→ **SELECTED PASSAGE**
Small Buffer Optimization for string and friends (page 3) - D Programming Language Discussion Forum

Forums

New users
- Learn
Community
- General
- Announce
Improvements
- DIP Ideas
- DIP Devel.
Ecosystem
- GDC
- LDC
- Debuggers
- IDEs
- DWT
Development
- Internals
- Issues
- Beta
- DMD
- Phobos
- Druntime
- Study
Turkish
- Genel
- Duyuru

Index » General » Small Buffer Optimization for string and friends (page 3)

April 08, 2012

Re: Small Buffer Optimization for string and friends

Posted by Andrei Alexandrescu
in reply to H. S. Teoh

Andrei Alexandrescu

Posted in reply to H. S. Teoh

On 4/8/12 8:54 AM, H. S. Teoh wrote:
> - Qualified keys not fully working: the current code has a few corner
>    cases that don't work with shared/immutable/inout keys. One major
>    roadblock is how to implement this:
>
> 	alias someType T;
> 	inout(T) myFunc(inout(T) arg, ...) {
> 		int[inout(T)] aa;
> 		...
> 	}

I wonder how frequently such code is used.

Andrei

April 08, 2012

Re: Small Buffer Optimization for string and friends

Posted by Manu
in reply to Andrei Alexandrescu

Manu

Posted in reply to Andrei Alexandrescu

Attachments:

text/html part

On 8 April 2012 17:52, Andrei Alexandrescu <SeeWebsiteForEmail@erdani.org>wrote:

> On 4/8/12 4:54 AM, Manu wrote:
>
>> On 8 April 2012 12:46, Vladimir Panteleev <vladimir@thecybershadow.net <mailto:vladimir@**thecybershadow.net <vladimir@thecybershadow.net>>> wrote:
>>
>>    On Sunday, 8 April 2012 at 05:56:36 UTC, Andrei Alexandrescu wrote:
>>
>>        Walter and I discussed today about using the small string
>>        optimization in string and other arrays of immutable small objects.

Source data:
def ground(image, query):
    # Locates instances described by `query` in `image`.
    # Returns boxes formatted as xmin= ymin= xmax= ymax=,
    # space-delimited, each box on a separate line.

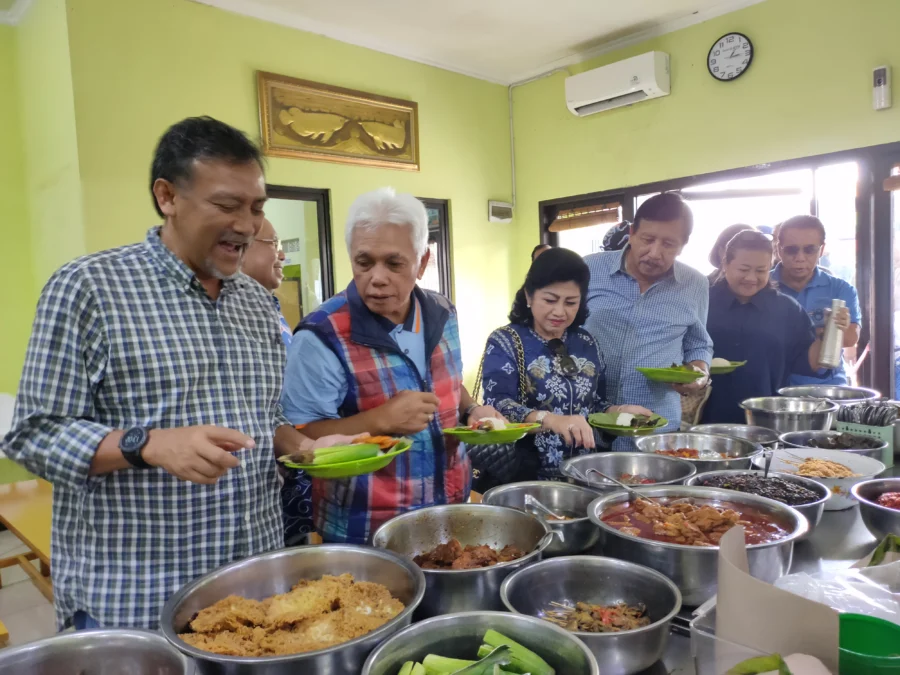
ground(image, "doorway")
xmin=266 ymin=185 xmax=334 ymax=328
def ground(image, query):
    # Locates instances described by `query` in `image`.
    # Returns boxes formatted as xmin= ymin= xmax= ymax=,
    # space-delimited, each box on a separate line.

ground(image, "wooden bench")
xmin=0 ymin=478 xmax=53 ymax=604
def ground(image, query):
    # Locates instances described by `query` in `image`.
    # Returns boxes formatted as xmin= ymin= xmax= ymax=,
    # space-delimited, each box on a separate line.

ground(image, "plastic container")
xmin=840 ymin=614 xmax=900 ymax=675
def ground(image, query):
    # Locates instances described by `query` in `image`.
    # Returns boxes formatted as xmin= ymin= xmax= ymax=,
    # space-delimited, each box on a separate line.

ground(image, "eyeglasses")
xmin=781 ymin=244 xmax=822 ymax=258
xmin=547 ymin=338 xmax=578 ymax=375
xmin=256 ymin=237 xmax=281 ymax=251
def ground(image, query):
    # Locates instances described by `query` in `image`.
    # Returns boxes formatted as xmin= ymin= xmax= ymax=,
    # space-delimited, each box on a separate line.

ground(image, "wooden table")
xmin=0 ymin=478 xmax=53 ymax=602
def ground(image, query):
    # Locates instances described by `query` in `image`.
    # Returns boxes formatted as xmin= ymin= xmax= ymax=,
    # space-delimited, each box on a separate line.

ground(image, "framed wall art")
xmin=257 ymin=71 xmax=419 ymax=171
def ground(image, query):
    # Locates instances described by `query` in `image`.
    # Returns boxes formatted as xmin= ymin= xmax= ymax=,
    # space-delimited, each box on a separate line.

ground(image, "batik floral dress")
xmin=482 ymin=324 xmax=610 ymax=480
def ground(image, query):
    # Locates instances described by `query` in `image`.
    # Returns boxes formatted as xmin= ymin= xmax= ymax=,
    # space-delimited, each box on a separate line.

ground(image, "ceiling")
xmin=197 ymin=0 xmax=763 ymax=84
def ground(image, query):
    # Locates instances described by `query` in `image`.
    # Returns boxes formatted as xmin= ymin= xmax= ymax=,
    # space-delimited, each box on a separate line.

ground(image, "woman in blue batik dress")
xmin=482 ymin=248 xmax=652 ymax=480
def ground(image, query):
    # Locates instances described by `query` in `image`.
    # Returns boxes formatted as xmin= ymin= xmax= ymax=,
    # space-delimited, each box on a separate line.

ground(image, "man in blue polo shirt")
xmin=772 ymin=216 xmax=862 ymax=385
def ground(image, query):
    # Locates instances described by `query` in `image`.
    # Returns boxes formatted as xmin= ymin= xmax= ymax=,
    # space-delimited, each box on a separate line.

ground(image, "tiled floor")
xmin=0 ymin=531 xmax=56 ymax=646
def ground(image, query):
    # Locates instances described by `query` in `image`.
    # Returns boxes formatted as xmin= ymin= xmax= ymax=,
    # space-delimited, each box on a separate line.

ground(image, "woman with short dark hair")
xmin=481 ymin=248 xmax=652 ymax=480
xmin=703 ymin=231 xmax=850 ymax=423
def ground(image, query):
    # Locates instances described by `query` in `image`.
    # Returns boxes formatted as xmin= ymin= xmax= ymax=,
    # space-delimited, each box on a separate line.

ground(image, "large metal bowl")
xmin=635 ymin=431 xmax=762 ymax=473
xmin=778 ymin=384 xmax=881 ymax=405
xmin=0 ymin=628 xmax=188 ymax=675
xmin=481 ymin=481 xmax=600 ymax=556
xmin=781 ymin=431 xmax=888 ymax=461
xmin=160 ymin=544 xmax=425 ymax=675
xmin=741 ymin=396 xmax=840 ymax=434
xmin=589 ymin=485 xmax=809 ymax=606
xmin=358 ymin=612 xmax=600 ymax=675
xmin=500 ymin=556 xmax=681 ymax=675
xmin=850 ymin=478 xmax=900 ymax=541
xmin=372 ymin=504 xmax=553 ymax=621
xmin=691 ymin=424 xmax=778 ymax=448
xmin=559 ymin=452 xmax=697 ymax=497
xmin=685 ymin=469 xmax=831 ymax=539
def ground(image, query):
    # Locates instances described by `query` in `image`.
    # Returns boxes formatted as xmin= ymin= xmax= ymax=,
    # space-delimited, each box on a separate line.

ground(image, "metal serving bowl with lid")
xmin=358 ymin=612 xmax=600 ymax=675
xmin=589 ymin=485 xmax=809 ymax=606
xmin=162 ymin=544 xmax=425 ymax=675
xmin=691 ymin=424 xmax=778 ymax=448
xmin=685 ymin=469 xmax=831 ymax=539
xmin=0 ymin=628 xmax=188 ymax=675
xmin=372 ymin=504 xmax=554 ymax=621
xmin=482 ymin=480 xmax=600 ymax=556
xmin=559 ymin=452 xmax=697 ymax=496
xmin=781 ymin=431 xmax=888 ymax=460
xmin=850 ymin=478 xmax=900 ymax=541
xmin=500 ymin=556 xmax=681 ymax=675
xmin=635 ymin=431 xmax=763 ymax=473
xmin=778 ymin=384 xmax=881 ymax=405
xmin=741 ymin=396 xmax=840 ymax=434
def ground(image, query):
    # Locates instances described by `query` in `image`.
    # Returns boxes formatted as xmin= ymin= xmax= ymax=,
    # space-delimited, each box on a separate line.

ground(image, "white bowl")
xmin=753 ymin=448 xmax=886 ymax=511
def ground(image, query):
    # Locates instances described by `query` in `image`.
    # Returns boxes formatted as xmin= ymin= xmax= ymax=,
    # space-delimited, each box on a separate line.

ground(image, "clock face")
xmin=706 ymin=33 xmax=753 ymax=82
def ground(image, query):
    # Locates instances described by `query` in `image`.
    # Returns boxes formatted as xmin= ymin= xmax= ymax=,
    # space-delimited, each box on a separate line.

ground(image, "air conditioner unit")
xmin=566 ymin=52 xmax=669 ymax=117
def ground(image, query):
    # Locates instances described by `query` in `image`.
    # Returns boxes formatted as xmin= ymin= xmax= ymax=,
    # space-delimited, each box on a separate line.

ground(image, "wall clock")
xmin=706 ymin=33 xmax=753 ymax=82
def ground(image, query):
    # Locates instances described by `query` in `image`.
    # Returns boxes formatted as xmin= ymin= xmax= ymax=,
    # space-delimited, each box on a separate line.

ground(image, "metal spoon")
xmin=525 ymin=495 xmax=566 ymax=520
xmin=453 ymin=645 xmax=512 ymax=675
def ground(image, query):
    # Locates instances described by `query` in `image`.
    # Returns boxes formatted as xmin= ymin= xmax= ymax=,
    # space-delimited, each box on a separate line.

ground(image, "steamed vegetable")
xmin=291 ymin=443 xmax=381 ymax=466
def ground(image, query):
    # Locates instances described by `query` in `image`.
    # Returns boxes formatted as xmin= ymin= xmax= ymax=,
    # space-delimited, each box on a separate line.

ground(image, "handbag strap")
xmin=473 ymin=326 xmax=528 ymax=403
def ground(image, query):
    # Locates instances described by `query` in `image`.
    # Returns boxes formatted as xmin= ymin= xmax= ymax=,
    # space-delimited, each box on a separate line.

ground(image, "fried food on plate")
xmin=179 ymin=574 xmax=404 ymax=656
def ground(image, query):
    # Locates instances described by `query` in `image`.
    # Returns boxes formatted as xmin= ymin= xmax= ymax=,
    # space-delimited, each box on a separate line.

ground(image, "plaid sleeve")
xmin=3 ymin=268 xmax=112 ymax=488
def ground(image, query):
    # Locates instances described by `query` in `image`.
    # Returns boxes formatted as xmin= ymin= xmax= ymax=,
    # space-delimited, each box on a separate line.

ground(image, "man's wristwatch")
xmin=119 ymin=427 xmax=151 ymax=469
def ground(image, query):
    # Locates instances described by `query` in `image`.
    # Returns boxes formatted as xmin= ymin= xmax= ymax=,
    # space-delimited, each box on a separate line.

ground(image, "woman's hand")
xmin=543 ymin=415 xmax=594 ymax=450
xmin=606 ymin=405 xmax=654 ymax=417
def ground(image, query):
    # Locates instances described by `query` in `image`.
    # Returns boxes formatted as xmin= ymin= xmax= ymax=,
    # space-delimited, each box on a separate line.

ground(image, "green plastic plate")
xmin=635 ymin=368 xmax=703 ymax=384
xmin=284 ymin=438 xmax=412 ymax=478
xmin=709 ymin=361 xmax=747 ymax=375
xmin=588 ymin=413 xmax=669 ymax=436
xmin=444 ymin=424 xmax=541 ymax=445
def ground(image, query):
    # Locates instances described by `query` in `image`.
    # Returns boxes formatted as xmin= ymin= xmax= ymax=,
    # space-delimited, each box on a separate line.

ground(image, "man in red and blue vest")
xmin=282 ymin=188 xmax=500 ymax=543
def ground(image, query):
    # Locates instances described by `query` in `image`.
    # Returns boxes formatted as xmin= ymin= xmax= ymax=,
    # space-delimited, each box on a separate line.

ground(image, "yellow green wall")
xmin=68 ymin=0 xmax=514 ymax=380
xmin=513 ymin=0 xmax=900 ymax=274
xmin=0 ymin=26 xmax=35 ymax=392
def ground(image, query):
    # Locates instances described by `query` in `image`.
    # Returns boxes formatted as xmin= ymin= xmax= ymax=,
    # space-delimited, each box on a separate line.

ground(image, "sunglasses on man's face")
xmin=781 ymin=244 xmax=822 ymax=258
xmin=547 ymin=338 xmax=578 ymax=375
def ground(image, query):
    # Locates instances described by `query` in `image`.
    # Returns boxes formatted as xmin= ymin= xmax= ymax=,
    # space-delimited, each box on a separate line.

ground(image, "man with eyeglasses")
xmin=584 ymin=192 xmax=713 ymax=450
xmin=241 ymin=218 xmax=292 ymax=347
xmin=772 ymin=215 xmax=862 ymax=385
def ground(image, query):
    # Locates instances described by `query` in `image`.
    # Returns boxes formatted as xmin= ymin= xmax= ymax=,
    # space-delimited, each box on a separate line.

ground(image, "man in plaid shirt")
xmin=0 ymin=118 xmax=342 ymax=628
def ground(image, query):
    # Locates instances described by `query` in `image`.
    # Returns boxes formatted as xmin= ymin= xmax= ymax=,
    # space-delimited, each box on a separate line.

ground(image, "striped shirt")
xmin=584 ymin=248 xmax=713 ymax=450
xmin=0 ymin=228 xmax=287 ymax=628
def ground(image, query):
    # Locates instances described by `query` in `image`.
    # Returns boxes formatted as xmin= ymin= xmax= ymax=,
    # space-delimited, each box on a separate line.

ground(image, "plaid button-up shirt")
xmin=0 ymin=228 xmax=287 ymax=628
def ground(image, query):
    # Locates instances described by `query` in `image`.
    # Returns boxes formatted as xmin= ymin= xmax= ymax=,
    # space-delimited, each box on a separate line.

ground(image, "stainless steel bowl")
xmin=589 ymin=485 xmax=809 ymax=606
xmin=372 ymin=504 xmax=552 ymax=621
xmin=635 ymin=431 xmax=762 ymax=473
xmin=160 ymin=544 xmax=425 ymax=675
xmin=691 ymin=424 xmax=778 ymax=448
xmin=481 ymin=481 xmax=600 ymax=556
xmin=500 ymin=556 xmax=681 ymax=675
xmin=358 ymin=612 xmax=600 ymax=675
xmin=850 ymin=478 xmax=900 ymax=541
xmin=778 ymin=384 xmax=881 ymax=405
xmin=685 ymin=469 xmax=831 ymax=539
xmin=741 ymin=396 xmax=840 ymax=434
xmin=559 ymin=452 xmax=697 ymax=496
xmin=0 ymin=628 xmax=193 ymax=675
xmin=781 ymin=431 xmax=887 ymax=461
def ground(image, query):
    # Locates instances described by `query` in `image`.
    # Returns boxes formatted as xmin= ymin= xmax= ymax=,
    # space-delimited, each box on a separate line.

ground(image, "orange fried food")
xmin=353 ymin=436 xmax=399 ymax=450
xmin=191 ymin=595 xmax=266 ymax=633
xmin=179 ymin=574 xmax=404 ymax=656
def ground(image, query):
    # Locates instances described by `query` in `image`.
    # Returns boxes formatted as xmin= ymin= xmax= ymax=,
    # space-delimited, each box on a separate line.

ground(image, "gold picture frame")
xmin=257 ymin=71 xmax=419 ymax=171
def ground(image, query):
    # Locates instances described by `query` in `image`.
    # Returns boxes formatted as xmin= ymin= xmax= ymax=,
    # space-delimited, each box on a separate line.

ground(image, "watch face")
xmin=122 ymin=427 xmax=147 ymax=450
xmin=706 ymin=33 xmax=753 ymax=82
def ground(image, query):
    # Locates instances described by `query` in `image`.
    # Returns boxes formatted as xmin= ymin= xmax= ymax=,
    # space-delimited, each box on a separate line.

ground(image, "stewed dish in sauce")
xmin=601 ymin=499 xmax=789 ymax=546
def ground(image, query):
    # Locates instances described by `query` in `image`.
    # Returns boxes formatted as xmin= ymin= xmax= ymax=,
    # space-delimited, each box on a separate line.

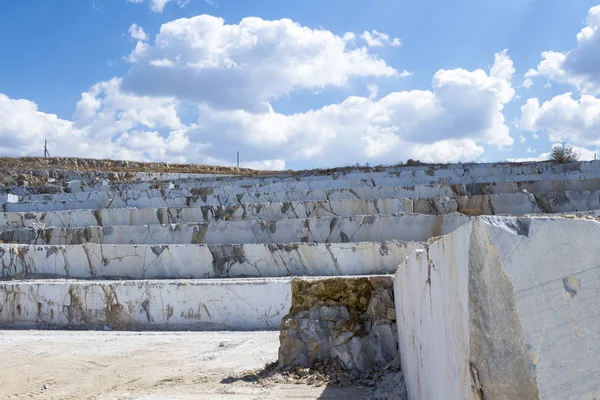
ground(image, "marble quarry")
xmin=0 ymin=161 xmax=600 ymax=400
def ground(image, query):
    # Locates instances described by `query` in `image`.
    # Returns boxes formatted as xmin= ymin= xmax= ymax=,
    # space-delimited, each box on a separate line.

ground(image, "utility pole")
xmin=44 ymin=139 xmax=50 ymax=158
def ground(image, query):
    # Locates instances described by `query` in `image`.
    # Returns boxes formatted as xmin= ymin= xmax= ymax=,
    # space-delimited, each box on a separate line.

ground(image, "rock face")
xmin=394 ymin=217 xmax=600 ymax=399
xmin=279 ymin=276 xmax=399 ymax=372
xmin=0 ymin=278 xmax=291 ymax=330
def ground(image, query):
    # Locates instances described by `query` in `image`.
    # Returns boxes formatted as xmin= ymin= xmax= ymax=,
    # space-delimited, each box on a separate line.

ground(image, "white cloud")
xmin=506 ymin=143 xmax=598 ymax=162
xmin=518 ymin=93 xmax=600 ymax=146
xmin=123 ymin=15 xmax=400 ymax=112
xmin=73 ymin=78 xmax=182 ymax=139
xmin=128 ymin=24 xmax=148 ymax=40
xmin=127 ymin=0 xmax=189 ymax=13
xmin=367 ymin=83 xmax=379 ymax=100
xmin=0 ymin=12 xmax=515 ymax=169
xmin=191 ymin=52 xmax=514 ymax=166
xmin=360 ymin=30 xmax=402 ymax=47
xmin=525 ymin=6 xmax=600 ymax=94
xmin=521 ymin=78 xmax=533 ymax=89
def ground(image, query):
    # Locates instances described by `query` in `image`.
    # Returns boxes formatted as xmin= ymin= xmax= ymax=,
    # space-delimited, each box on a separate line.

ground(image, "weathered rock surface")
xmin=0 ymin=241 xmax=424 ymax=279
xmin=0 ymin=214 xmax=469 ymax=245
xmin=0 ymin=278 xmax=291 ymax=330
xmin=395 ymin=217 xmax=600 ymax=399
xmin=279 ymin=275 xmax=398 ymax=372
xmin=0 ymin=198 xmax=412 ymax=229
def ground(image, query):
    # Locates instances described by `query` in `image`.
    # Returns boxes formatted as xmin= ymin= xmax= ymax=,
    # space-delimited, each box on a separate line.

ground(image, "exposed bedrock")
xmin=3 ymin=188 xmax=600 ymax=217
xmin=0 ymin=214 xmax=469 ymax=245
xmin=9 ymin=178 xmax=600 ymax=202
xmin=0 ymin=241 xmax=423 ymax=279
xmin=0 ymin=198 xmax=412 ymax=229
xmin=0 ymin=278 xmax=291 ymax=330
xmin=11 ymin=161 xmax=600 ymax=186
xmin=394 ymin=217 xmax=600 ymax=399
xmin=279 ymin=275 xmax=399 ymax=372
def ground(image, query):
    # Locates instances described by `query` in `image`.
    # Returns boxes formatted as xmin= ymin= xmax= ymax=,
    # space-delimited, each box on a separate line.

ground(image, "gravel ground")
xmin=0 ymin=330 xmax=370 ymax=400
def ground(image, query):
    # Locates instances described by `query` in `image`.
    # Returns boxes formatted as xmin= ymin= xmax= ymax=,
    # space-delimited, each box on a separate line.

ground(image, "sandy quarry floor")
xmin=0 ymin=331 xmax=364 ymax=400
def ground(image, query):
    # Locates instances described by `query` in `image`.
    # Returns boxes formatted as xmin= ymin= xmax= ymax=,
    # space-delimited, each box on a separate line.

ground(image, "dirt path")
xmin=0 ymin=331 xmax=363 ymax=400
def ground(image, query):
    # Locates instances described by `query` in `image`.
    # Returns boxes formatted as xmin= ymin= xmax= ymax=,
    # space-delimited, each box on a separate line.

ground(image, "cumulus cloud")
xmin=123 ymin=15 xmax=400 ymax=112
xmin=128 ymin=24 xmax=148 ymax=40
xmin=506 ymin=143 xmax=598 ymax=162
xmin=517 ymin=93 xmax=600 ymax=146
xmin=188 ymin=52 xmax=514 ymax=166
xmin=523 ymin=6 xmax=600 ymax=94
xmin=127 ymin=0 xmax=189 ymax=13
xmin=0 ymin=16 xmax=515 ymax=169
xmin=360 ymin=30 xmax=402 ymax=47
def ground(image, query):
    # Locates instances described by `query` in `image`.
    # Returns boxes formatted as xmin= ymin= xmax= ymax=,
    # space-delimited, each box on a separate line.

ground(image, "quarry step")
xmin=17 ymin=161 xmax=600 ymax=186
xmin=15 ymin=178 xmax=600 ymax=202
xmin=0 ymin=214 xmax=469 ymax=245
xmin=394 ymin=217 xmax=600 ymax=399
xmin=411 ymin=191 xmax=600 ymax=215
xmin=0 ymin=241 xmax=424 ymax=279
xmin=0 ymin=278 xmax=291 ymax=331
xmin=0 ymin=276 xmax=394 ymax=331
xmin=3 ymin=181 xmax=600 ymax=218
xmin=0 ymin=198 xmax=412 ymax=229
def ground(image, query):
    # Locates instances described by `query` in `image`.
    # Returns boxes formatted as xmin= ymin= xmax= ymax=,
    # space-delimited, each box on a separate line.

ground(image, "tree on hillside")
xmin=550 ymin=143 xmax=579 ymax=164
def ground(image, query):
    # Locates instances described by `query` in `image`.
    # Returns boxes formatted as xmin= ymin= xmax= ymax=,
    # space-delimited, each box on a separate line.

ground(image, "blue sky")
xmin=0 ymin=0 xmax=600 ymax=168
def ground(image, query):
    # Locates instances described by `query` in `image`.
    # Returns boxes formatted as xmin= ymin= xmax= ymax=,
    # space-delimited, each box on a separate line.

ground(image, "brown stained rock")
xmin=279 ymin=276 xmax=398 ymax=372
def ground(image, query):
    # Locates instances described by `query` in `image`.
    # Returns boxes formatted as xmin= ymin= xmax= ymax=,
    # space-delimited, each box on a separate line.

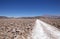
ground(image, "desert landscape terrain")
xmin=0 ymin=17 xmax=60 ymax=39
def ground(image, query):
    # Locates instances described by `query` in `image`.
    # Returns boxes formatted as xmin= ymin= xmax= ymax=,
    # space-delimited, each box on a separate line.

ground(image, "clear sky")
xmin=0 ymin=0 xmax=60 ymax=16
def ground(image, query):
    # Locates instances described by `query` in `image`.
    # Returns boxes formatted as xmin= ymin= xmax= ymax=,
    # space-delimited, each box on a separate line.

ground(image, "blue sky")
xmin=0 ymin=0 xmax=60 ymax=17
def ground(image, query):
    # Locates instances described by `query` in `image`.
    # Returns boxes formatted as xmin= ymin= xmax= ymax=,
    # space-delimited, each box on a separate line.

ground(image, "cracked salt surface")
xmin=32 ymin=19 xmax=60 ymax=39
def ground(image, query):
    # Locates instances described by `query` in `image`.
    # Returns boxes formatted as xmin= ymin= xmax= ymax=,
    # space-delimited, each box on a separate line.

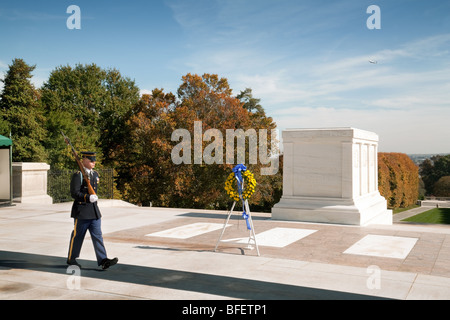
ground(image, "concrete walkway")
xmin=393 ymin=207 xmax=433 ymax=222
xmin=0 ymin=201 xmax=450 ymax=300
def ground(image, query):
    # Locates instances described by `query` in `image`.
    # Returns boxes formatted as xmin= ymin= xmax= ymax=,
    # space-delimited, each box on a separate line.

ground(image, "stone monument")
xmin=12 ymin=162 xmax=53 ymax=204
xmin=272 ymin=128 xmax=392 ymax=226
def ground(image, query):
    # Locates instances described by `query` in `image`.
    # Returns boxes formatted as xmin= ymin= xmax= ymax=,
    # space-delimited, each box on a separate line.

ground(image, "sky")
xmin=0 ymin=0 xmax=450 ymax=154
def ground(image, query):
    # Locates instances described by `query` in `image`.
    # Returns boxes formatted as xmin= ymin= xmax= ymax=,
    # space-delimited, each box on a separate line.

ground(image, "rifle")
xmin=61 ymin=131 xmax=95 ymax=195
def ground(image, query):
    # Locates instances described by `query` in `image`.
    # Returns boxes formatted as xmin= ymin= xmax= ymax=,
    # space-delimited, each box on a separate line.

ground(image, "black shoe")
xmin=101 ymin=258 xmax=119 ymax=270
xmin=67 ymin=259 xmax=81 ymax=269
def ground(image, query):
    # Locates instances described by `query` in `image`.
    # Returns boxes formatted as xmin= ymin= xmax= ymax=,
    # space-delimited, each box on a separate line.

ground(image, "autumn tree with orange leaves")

→ **WRITTEN REQUEST 1**
In the small buffer optimization thread, what does Andrei Alexandrescu wonder about in his reply to H. S. Teoh?
→ **WRITTEN REQUEST 2**
Continue the small buffer optimization thread from the point where it stops.
The rows are separate material, apart from the small buffer optimization thread.

→ **WRITTEN RESPONSE 1**
He wonders how frequently such code is used.

→ **WRITTEN RESPONSE 2**
>>
>>        On 64 bit machines, string occupies 16 bytes. We could use the
>>        first byte as discriminator, which means that all strings under
>>        16 chars need no memory allocation at all.
>>
>>
>>    Don't use the first byte. Use the last byte.
>>
>>    The last byte is the highest-order byte of the length. Limiting
>>    arrays to 18.37 exabytes, as opposed to 18.45 exabytes, is a much
>>    nicer limitation than making assumptions about the memory layout.
>>
>>
>> What is the plan for 32bit?
>>
>
> We can experiment with making strings shorter than 8 chars in-situ. The drawback will be that length will be limited to 29 bits, i.e. 512MB.


29 bits? ...not 31?
How does this implementation actually work? On 32/64 bits, and little/big
endian?
I can only imagine it working with a carefully placed 1 bit. bit-0 of the
size on little endian, and bit-31 of the size on big endian. That should
only halve the address range (leaving 31 bits)... where did the other 2
bits go?

I also hope this only affects slices of chars? It will ignore this behaviour for anything other than char arrays right?

April 08, 2012

Re: Small Buffer Optimization for string and friends

Posted by Andrei Alexandrescu
in reply to Michel Fortin

Andrei Alexandrescu

Posted in reply to Michel Fortin

On 4/8/12 9:59 AM, Michel Fortin wrote:
> But as soon as you take a pointer to that string, you break the
> immutability guaranty:
>
> immutable(char)[] s = "abcd";
> immutable(char)* p = s.ptr;
> s = "defg"; // assigns to where?

Taking .ptr will engender a copy. A small regression will be that address of individual chars cannot be taken.

Andrei

April 08, 2012

Re: Small Buffer Optimization for string and friends

Posted by Andrei Alexandrescu
in reply to Manu

Andrei Alexandrescu

Posted in reply to Manu

On 4/8/12 10:03 AM, Manu wrote:
> 29 bits? ...not 31?

Sorry, 31 indeed.

> How does this implementation actually work? On 32/64 bits, and
> little/big endian?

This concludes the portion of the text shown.